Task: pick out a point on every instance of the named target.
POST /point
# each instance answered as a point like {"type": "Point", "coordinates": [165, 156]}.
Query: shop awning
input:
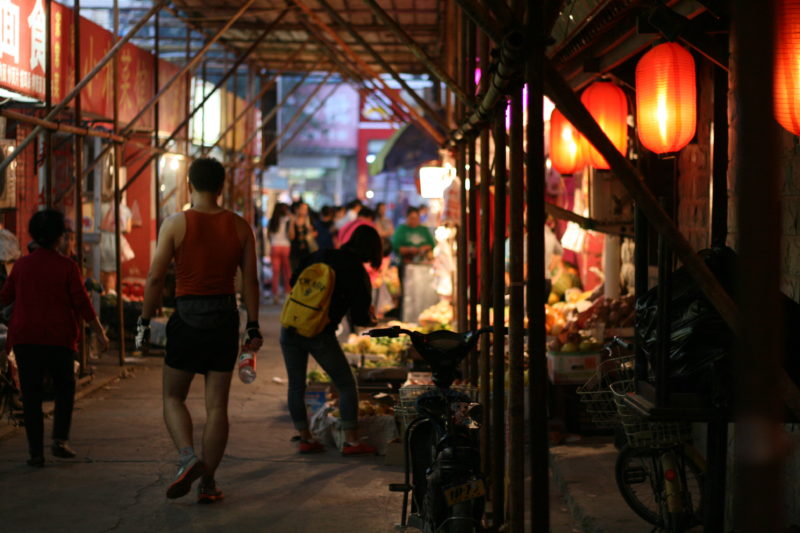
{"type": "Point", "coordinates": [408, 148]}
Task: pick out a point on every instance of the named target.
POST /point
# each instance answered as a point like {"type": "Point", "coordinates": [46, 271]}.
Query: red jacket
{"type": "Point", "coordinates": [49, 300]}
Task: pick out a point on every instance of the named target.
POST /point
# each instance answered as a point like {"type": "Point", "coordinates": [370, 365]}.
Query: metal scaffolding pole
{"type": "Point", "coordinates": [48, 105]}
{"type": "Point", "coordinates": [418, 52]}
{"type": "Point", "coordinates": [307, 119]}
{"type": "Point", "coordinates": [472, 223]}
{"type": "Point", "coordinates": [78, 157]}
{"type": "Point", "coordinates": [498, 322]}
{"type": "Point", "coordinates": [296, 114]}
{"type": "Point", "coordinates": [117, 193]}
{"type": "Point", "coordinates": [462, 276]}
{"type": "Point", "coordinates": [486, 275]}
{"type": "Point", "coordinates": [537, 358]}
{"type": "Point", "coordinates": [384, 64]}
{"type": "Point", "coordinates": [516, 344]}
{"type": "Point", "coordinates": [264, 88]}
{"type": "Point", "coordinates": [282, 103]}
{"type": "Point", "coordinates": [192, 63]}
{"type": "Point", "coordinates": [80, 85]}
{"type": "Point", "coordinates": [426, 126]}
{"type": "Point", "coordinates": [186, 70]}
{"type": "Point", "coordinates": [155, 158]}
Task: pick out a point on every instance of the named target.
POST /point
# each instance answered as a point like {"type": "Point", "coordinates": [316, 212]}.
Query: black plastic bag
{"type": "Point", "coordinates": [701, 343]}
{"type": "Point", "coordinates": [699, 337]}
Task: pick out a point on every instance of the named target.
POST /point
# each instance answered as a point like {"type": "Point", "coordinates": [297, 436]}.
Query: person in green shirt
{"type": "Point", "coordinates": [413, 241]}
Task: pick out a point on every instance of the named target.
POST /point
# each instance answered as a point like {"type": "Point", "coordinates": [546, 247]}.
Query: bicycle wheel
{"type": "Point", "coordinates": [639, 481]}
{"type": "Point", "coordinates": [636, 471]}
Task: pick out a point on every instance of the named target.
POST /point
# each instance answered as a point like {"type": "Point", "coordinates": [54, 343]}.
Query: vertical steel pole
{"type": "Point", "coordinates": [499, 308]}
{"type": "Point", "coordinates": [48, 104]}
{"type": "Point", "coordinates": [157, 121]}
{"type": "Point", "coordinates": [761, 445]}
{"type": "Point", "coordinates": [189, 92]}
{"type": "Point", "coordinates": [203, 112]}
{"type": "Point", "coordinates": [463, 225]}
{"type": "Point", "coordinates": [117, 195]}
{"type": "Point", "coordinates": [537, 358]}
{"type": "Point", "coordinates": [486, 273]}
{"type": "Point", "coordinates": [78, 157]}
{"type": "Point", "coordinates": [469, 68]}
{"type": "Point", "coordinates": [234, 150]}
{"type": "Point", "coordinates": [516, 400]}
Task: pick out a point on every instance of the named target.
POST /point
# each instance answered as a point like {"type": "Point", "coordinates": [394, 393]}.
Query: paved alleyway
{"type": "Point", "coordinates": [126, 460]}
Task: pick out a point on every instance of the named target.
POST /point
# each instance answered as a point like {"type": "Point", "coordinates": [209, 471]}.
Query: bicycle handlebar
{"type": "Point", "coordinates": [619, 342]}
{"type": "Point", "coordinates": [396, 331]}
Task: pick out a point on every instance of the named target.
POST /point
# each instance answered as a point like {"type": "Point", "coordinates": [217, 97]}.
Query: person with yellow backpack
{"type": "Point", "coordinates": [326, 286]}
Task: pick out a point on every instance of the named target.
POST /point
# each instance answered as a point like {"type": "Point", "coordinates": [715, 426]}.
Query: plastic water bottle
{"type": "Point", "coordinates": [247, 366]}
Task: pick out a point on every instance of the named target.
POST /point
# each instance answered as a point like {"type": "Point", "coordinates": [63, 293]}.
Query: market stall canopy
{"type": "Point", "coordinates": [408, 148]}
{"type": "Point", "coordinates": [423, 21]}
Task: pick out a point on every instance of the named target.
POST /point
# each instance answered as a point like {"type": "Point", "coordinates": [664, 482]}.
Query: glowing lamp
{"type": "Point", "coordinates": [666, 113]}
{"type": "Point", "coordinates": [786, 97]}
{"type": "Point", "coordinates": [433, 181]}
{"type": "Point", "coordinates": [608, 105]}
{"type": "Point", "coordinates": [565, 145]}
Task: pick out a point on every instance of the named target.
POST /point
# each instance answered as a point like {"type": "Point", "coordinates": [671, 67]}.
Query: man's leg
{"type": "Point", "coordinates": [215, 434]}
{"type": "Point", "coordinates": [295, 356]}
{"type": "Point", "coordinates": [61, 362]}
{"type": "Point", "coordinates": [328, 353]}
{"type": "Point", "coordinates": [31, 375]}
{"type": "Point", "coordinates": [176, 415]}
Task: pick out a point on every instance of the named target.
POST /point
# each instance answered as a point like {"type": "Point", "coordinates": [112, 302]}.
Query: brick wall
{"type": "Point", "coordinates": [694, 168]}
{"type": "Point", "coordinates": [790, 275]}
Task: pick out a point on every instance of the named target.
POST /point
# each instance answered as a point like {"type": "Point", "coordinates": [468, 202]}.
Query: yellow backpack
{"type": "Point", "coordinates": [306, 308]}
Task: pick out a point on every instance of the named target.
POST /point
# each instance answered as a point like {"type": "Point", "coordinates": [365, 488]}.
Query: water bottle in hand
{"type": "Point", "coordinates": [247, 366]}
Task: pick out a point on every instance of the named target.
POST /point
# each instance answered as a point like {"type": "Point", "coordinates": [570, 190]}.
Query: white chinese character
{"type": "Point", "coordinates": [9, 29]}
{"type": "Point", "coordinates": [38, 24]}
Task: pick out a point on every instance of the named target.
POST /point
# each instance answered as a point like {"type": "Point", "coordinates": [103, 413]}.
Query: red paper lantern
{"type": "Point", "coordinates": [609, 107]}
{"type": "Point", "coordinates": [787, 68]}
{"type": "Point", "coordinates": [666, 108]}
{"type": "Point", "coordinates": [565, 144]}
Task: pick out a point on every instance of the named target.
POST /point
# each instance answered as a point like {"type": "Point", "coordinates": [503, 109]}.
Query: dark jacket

• **Work task**
Repeat the data exactly, without the pictures.

• **Result for this exercise**
Task: pick out a point on every instance of the named target.
POST /point
# each instance answered as a point like {"type": "Point", "coordinates": [165, 156]}.
Query: shop awning
input:
{"type": "Point", "coordinates": [408, 148]}
Task: pick out a point on every instance of the named target.
POST /point
# each instance answered as a point like {"type": "Point", "coordinates": [46, 271]}.
Query: red jacket
{"type": "Point", "coordinates": [49, 300]}
Task: pick out a point on every instance of the named target.
POST /point
# each instance answered as a point like {"type": "Point", "coordinates": [370, 365]}.
Query: metal scaffolding pole
{"type": "Point", "coordinates": [48, 105]}
{"type": "Point", "coordinates": [418, 52]}
{"type": "Point", "coordinates": [307, 119]}
{"type": "Point", "coordinates": [472, 223]}
{"type": "Point", "coordinates": [78, 157]}
{"type": "Point", "coordinates": [498, 322]}
{"type": "Point", "coordinates": [296, 114]}
{"type": "Point", "coordinates": [117, 193]}
{"type": "Point", "coordinates": [462, 276]}
{"type": "Point", "coordinates": [486, 275]}
{"type": "Point", "coordinates": [537, 358]}
{"type": "Point", "coordinates": [384, 64]}
{"type": "Point", "coordinates": [516, 344]}
{"type": "Point", "coordinates": [264, 88]}
{"type": "Point", "coordinates": [282, 103]}
{"type": "Point", "coordinates": [192, 63]}
{"type": "Point", "coordinates": [80, 85]}
{"type": "Point", "coordinates": [426, 126]}
{"type": "Point", "coordinates": [186, 70]}
{"type": "Point", "coordinates": [155, 158]}
Task: pick out a point on every instance of the named target.
POST /point
# each instance answered as a point like {"type": "Point", "coordinates": [316, 212]}.
Query: black plastic bag
{"type": "Point", "coordinates": [701, 343]}
{"type": "Point", "coordinates": [699, 337]}
Task: pick out a point on every instance of the named target.
POST /point
# each instance answered as a point like {"type": "Point", "coordinates": [297, 436]}.
Query: person in green shirt
{"type": "Point", "coordinates": [413, 241]}
Task: pick out a point on every instance of the named target.
POST /point
# each instance answered as a point like {"type": "Point", "coordinates": [546, 247]}.
Query: bicycle wheel
{"type": "Point", "coordinates": [639, 481]}
{"type": "Point", "coordinates": [636, 471]}
Task: pick out a point on every instance of the named target.
POST /point
# each instance answered as a point like {"type": "Point", "coordinates": [54, 343]}.
Query: vertical steel pole
{"type": "Point", "coordinates": [499, 308]}
{"type": "Point", "coordinates": [48, 104]}
{"type": "Point", "coordinates": [157, 121]}
{"type": "Point", "coordinates": [761, 445]}
{"type": "Point", "coordinates": [189, 92]}
{"type": "Point", "coordinates": [203, 112]}
{"type": "Point", "coordinates": [463, 225]}
{"type": "Point", "coordinates": [117, 195]}
{"type": "Point", "coordinates": [537, 358]}
{"type": "Point", "coordinates": [486, 273]}
{"type": "Point", "coordinates": [78, 157]}
{"type": "Point", "coordinates": [469, 68]}
{"type": "Point", "coordinates": [234, 150]}
{"type": "Point", "coordinates": [516, 400]}
Task: pick out a point on every instance of the named target.
POST /point
# each instance answered as a point like {"type": "Point", "coordinates": [394, 393]}.
Query: paved alleyway
{"type": "Point", "coordinates": [126, 460]}
Task: pick out a point on every instance of the named target.
POST /point
# each instance answered as a point like {"type": "Point", "coordinates": [209, 471]}.
Query: bicycle handlebar
{"type": "Point", "coordinates": [619, 342]}
{"type": "Point", "coordinates": [396, 331]}
Task: pick out a point on every instance of the named target.
POST /point
# each instance answered as a point like {"type": "Point", "coordinates": [217, 97]}.
Query: person with yellow backpack
{"type": "Point", "coordinates": [326, 286]}
Task: pick out a point on every instance of the named target.
POST /point
# each instance answered as a point like {"type": "Point", "coordinates": [715, 426]}.
Query: plastic water bottle
{"type": "Point", "coordinates": [247, 366]}
Task: pick out a point on every instance of the named target.
POST /point
# each instance answered as a point like {"type": "Point", "coordinates": [63, 293]}.
Query: market stall canopy
{"type": "Point", "coordinates": [408, 148]}
{"type": "Point", "coordinates": [423, 21]}
Task: pick out a point on every instance of the named target.
POST /point
# each instance answered as a point like {"type": "Point", "coordinates": [664, 482]}.
Query: glowing lamp
{"type": "Point", "coordinates": [666, 113]}
{"type": "Point", "coordinates": [786, 97]}
{"type": "Point", "coordinates": [433, 181]}
{"type": "Point", "coordinates": [608, 105]}
{"type": "Point", "coordinates": [565, 145]}
Task: pick out a point on every instance of the named target.
POST /point
# each instance answered as a point like {"type": "Point", "coordinates": [671, 67]}.
Query: man's leg
{"type": "Point", "coordinates": [215, 434]}
{"type": "Point", "coordinates": [295, 356]}
{"type": "Point", "coordinates": [61, 362]}
{"type": "Point", "coordinates": [328, 353]}
{"type": "Point", "coordinates": [31, 375]}
{"type": "Point", "coordinates": [176, 415]}
Task: pick out a point on every instance of the named target.
POST /point
# each instance answered as a point like {"type": "Point", "coordinates": [112, 302]}.
Query: brick wall
{"type": "Point", "coordinates": [694, 168]}
{"type": "Point", "coordinates": [790, 275]}
Task: pick out a point on every instance of the named target.
POST /point
# each instance answered as a point like {"type": "Point", "coordinates": [468, 202]}.
Query: yellow backpack
{"type": "Point", "coordinates": [306, 308]}
Task: pick out a point on every instance of the named target.
POST /point
# each instance answered as a point like {"type": "Point", "coordinates": [365, 488]}.
Query: water bottle in hand
{"type": "Point", "coordinates": [247, 366]}
Task: pick out a point on every instance of the named target.
POST /point
# each instance answered as a point like {"type": "Point", "coordinates": [570, 190]}.
Query: white chinese character
{"type": "Point", "coordinates": [9, 29]}
{"type": "Point", "coordinates": [38, 24]}
Task: pick out a point on every instance of the named target.
POST /point
# each instance answered as a point like {"type": "Point", "coordinates": [103, 413]}.
Query: red paper lantern
{"type": "Point", "coordinates": [609, 107]}
{"type": "Point", "coordinates": [787, 68]}
{"type": "Point", "coordinates": [666, 108]}
{"type": "Point", "coordinates": [565, 144]}
Task: pick out a point on every instance of the named target.
POST /point
# each instance answered as a point like {"type": "Point", "coordinates": [503, 109]}.
Query: dark jacket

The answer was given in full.